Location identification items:
++++

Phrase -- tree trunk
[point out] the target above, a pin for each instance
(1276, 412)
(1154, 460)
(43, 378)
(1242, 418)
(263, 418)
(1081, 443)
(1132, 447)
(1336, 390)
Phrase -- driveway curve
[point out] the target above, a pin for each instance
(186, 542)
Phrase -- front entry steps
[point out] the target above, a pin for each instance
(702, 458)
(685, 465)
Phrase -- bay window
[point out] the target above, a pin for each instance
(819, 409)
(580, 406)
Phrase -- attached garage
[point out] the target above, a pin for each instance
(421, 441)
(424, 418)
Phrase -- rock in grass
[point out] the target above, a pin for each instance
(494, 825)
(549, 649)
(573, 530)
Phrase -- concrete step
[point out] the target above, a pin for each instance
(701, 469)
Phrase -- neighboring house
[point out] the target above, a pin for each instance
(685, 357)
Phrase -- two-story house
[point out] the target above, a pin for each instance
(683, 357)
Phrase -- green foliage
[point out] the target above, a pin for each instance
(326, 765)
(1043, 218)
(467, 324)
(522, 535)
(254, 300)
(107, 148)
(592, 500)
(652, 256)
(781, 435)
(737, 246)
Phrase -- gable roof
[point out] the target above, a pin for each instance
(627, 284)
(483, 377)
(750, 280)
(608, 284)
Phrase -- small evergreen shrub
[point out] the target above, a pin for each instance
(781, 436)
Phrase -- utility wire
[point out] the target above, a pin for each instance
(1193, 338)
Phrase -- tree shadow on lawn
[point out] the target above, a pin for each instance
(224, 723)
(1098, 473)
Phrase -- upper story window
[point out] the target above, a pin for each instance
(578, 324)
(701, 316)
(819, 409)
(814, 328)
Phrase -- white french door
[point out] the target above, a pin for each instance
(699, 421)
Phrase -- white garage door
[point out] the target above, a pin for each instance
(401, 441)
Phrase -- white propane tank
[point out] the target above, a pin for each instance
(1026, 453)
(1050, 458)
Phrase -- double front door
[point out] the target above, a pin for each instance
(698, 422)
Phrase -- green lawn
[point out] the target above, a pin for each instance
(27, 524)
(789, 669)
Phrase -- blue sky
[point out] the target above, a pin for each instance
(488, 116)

++++

WORK TO COMPLETE: Print all of the items above, copying every line word for word.

ANSWER:
Phrase -- tree trunk
[point out] the target above, a pin for each instance
(1276, 412)
(1154, 460)
(43, 378)
(1242, 418)
(263, 418)
(1081, 443)
(1132, 447)
(1336, 390)
Phrase -- driveway curve
[point out] the target above, a pin for each instance
(186, 542)
Phrase -- front entry steps
[point out] the target above, a pin for each instance
(702, 458)
(685, 465)
Phrase -- bay window
[point out] the target above, a pin for each instance
(819, 409)
(580, 406)
Phrase -- attached garage
[point out] the target above, a pin for each instance
(421, 441)
(424, 418)
Phrase -- rock in grass
[point out] the target above, a pin for each instance
(494, 825)
(549, 649)
(573, 530)
Phrase -- concrete step
[point out] the target above, a pin for each instance
(701, 469)
Phrase -- neighboring house
[point out] the target above, a pin for each instance
(685, 357)
Phrase -- two-story house
[point out] the target above, a pin for each instance
(683, 357)
Phrase -- green foliage
[point out] the target above, a pin for each instance
(326, 765)
(1043, 218)
(467, 324)
(522, 535)
(254, 300)
(107, 148)
(592, 500)
(652, 256)
(781, 435)
(737, 246)
Phrase -- gable roof
[point out] the target above, a pin for each instance
(627, 284)
(483, 377)
(750, 280)
(608, 284)
Phrase -- small evergreen shrub
[point out] the target above, a pin for each instance
(781, 436)
Phrase -- utility wire
[point out] the target above, a pin for each instance
(1193, 338)
Phrase -- tree shadow on lawn
[point out] the target above, a pin for each instance
(224, 723)
(1098, 473)
Phrase -- upper story window
[point out] the target above, a pin for each instance
(578, 324)
(701, 316)
(819, 409)
(814, 328)
Phrase -- white french door
[point out] the target above, a pin for each instance
(699, 421)
Phrase -- white garage door
[point out] the target above, a pin for each instance
(401, 441)
Phrase -- white propane tank
[point out] the target above, a pin for each instance
(1026, 453)
(1050, 458)
Phrase -- double front door
[point out] the target above, a pin for each instance
(698, 422)
Phrase -- green lawn
[point out] the target above, a pin for each instance
(27, 524)
(789, 669)
Phrase -- blue sky
[point out] the target above, a pin for each instance
(488, 116)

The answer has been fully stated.